-- CHALLENGES --
1) In the tree introduction, what is the root of the tree formed by a Windows folder and its sub-folders?
2) Transcribe everything in the tree introduction from "A Windows file system tree A" down to "that form trees.".
3) Does each statement below agree with the tree introduction? Answer yes or no for each, quoting the deciding words.
(a) An empty folder is an empty tree.
(b) The DirectoryInfo class is found in the System.IO namespace.
(c) The DirectoryInfo constructor takes two parameters.

-- DOCUMENT --
##########
Subsections of Trees

Introduction to Trees

A tree is a mathematical structure having a hierarchical nature. A tree may be empty, or it may consist of:

  • a root, and
  • zero or more children, each of which is also a tree.

Consider, for example, a folder (or directory) in a Windows file system. This folder and all its sub-folders form a tree — the root of the tree is the folder itself, and its children are the folders directly contained within it. Because a folder (with its sub-folders) forms a tree, each of the sub-folders directly contained within the folder are also trees. In this example, there are no empty trees — an empty folder is a nonempty tree containing a root but no children.

Note

We are only considering actual folders, not shortcuts, symbolic links, etc.

We have at least a couple of ways of presenting a tree graphically. One way is as done within Windows Explorer:

A Windows file system tree A Windows file system tree

Here, children are shown in a vertically-aligned list, indented under the root. An alternative depiction is as follows:

A tree A tree

Here, children are shown by drawing lines to them downward from the root.

Other examples of trees include various kinds of search spaces. For example, for a chess-playing program, the search for a move can be performed on a game tree whose root is a board position and whose children are the game trees formed from each board position reachable from the root position by a single move. Also, in the sections that follow, we will consider various data structures that form trees.

.NET provides access to the folders in a file system tree via the DirectoryInfo class, found in the System.IO namespace. This class has a constructor that takes as its only parameter a string giving the path to a folder (i.e., a directory) and constructs a DirectoryInfo describing that folder. We can obtain such a string from the user using a FolderBrowserDialog. This class is similar to a file dialog and can be added to a form in the Design window in the same way. If uxFolderBrowser is a FolderBrowserDialog, we can use it to obtain a DirectoryInfo for a user-selected folder as follows:

if (uxFolderBrowser.ShowDialog() == DialogResult.OK)
##########
Coordinate annotation entries
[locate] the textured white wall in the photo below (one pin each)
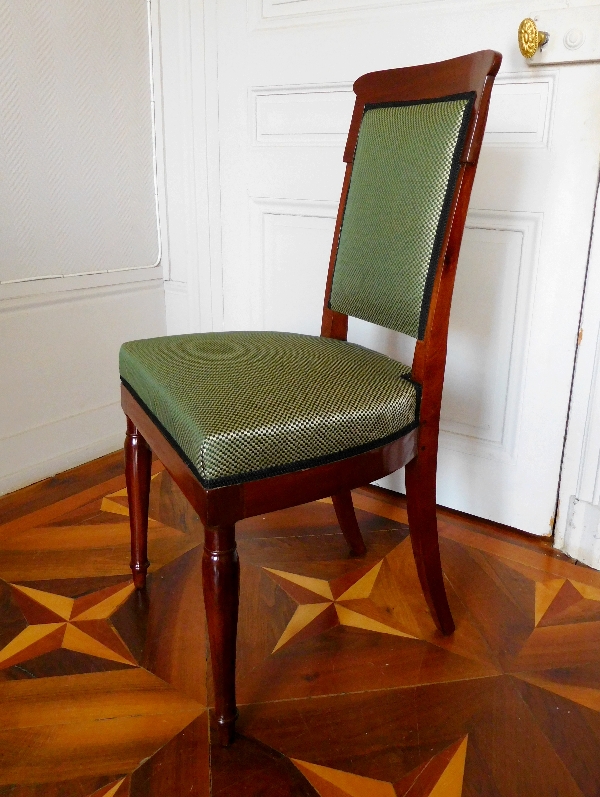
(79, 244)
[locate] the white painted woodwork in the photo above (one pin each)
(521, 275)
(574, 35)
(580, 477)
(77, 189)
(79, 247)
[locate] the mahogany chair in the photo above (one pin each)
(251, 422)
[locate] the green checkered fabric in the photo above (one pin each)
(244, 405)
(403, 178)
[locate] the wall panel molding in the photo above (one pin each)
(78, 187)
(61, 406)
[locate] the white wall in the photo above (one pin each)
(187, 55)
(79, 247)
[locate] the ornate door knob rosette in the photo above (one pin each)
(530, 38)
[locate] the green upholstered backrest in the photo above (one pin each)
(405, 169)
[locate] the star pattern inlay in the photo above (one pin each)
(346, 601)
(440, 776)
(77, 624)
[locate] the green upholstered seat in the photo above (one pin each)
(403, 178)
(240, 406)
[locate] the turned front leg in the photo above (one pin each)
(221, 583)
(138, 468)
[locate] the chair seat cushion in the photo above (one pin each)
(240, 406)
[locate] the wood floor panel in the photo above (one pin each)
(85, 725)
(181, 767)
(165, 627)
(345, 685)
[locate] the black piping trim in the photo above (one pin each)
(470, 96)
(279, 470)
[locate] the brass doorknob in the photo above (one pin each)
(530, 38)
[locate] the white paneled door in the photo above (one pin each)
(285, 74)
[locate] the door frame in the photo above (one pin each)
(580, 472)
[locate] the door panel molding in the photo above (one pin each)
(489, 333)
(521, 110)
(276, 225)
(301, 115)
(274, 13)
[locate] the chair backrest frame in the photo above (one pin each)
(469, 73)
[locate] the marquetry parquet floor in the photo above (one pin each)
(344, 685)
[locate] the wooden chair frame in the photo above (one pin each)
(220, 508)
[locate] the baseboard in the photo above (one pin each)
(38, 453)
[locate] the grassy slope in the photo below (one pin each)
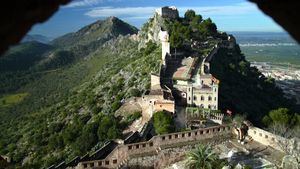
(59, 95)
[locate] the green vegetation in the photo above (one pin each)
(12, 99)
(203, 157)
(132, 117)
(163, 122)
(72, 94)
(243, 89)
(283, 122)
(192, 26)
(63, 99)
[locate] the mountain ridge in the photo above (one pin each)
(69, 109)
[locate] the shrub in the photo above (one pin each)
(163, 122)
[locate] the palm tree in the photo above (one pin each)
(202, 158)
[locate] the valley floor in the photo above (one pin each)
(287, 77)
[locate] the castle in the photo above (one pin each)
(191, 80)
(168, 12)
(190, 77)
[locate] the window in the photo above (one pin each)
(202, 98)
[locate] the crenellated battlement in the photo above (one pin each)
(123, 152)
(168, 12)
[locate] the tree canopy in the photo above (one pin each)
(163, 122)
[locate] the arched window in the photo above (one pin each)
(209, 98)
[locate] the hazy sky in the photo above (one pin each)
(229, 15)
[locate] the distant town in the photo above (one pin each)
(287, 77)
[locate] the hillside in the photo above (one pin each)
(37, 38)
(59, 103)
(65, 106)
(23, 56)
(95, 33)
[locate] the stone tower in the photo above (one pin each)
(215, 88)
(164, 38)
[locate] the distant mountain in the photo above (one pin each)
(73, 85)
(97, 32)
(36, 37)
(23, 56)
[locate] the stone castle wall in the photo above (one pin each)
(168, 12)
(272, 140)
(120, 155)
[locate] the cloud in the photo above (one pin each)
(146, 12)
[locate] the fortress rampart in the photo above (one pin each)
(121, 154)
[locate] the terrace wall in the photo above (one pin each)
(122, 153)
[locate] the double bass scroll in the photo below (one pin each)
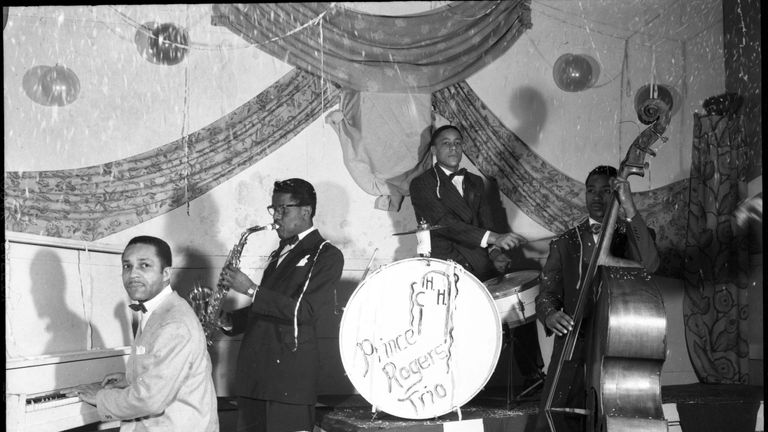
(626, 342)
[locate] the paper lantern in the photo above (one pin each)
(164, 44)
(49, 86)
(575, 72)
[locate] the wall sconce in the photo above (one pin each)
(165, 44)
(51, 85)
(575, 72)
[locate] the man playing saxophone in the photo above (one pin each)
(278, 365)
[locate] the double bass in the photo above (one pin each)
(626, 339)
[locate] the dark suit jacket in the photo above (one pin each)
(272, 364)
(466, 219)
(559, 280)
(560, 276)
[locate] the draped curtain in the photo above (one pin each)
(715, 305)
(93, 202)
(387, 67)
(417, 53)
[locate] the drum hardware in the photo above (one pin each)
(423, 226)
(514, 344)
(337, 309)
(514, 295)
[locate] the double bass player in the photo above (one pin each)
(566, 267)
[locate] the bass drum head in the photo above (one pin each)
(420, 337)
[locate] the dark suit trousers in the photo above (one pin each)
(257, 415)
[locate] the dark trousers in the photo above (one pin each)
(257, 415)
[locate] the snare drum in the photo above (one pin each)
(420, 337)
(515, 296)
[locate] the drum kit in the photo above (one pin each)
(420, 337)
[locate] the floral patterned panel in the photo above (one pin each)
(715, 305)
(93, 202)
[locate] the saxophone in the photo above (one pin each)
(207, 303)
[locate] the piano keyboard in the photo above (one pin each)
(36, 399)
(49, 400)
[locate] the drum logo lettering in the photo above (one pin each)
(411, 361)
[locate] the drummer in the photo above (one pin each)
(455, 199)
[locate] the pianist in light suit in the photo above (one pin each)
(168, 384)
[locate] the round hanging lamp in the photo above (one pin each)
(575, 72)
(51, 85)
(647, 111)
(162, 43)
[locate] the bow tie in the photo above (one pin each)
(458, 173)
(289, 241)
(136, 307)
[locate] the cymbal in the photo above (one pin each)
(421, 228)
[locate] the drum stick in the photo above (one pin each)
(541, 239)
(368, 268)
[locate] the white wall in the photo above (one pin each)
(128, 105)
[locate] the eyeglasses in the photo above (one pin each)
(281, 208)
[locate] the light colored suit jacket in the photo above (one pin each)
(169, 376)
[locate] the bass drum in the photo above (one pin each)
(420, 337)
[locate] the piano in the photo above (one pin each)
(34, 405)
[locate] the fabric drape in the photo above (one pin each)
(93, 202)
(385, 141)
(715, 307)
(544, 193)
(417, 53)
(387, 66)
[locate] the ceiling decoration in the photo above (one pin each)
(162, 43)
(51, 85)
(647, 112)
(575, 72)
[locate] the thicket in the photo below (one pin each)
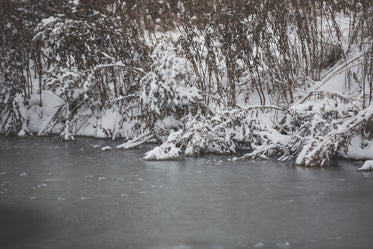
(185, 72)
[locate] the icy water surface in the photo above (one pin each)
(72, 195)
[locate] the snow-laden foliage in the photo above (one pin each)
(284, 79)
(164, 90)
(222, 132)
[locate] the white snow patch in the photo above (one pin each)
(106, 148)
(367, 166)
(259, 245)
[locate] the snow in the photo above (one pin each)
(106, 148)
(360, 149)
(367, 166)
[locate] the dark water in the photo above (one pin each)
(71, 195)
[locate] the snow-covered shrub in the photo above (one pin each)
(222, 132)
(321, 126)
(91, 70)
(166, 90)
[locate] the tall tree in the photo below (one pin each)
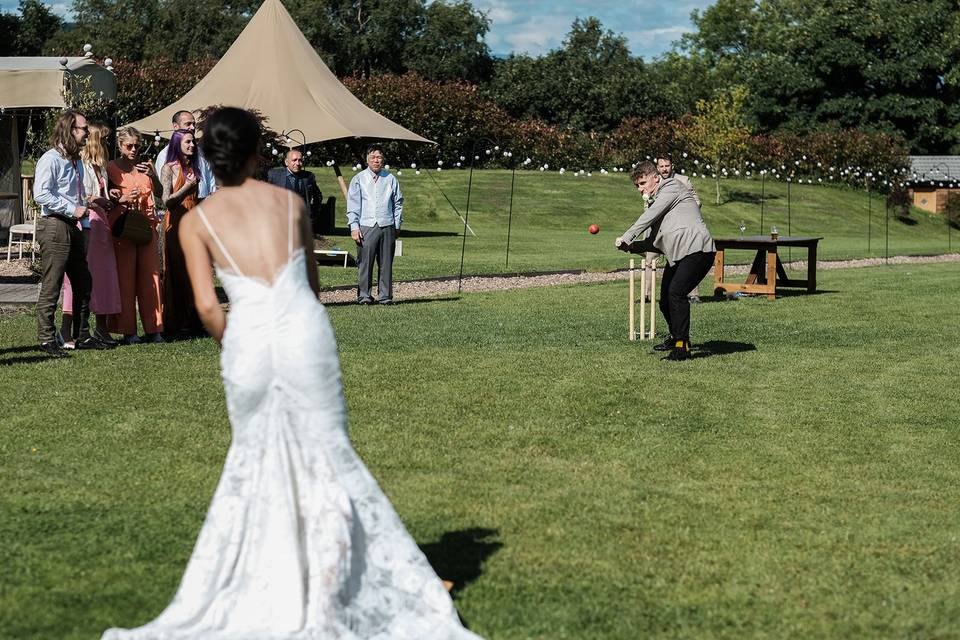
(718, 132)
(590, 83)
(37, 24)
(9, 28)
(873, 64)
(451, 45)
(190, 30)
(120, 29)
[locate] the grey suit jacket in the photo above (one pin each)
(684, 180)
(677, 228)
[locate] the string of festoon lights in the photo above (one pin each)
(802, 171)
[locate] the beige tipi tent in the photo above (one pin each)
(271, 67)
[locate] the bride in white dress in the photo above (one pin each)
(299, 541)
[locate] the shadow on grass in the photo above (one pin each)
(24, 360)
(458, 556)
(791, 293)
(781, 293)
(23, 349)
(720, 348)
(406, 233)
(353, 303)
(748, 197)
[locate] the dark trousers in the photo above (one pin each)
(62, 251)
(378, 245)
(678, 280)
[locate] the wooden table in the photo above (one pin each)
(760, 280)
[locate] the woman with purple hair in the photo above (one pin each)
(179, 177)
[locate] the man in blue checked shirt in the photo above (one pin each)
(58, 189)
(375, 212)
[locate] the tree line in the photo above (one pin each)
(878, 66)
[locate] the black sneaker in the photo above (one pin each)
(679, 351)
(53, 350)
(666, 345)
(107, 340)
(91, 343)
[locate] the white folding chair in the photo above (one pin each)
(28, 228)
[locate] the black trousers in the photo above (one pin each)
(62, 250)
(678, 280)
##########
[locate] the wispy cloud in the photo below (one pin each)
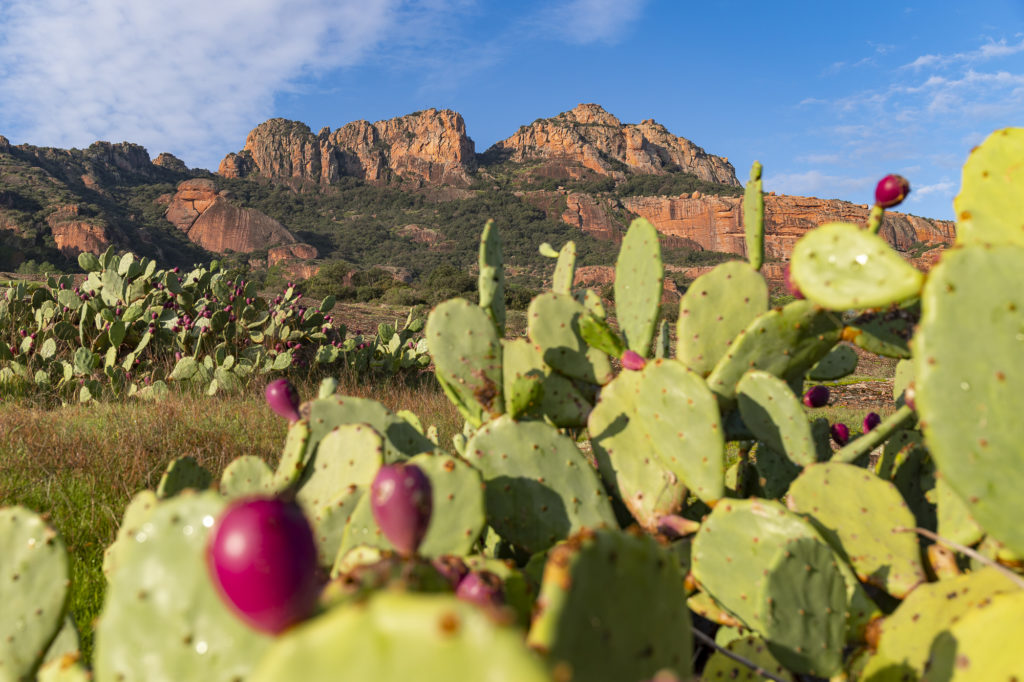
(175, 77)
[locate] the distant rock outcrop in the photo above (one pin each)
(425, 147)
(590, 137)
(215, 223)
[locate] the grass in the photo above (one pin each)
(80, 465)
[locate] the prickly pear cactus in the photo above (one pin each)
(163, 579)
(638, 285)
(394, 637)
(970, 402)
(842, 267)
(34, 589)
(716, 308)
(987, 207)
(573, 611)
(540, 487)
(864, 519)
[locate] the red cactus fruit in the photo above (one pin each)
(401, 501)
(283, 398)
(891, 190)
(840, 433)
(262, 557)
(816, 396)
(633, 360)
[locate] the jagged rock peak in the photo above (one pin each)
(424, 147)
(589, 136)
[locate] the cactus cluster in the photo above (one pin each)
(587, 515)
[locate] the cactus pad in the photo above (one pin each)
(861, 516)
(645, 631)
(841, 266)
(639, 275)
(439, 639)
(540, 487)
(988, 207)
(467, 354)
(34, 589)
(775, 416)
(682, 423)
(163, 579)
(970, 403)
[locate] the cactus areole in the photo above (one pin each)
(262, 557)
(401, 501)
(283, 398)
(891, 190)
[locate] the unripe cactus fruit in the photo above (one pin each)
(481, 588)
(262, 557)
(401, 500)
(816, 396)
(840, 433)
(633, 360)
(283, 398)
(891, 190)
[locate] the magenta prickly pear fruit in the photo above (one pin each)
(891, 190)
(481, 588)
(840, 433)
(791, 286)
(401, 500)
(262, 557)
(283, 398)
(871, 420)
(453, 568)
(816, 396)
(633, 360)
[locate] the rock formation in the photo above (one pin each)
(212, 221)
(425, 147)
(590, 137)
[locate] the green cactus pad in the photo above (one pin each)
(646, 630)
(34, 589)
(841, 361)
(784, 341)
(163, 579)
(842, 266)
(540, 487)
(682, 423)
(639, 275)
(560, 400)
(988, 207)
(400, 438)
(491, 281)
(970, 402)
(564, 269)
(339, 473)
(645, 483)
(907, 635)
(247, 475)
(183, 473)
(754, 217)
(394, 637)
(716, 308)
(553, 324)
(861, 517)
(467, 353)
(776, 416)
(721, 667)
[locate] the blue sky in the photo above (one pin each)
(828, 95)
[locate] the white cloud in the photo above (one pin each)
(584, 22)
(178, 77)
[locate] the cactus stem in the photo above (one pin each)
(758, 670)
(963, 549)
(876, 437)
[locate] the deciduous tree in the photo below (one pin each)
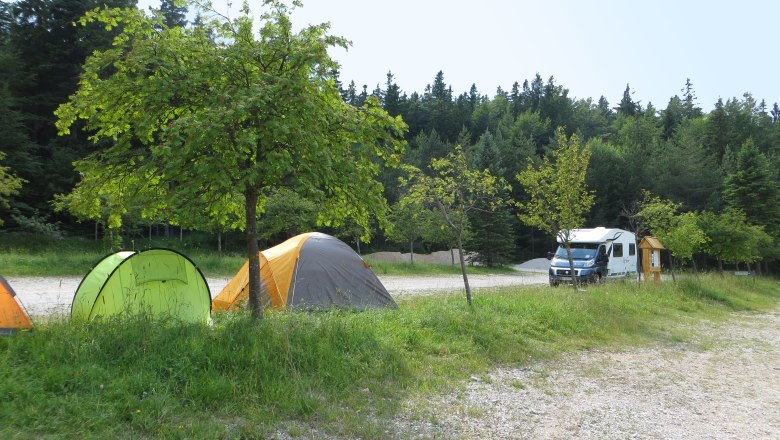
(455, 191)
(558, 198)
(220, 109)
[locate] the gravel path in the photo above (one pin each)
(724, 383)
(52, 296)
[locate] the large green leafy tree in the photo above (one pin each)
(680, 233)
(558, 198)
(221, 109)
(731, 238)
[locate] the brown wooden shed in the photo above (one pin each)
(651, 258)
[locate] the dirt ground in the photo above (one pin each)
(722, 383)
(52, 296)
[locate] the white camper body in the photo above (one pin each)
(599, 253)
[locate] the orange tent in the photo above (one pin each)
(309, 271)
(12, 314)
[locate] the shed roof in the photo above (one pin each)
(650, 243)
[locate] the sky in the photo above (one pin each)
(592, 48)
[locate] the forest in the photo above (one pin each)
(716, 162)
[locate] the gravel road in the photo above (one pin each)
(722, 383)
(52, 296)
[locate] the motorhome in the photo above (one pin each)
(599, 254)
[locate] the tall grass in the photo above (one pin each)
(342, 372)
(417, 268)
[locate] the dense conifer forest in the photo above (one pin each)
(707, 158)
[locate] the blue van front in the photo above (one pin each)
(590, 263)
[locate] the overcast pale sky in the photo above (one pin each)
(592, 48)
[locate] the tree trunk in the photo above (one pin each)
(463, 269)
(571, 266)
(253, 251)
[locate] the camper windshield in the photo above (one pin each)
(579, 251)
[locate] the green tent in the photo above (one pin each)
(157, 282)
##########
-- FINAL ANSWERS --
1) The folder itself.

2)
A Windows file system tree A Windows file system tree

Here, children are shown in a vertically-aligned list, indented under the root. An alternative depiction is as follows:

A tree A tree

Here, children are shown by drawing lines to them downward from the root.

Other examples of trees include various kinds of search spaces. For example, for a chess-playing program, the search for a move can be performed on a game tree whose root is a board position and whose children are the game trees formed from each board position reachable from the root position by a single move. Also, in the sections that follow, we will consider various data structures that form trees.

3)
(a) No: "an empty folder is a nonempty tree containing a root but no children."
(b) Yes: "found in the System.IO namespace."
(c) No: "takes as its only parameter a string giving the path to a folder."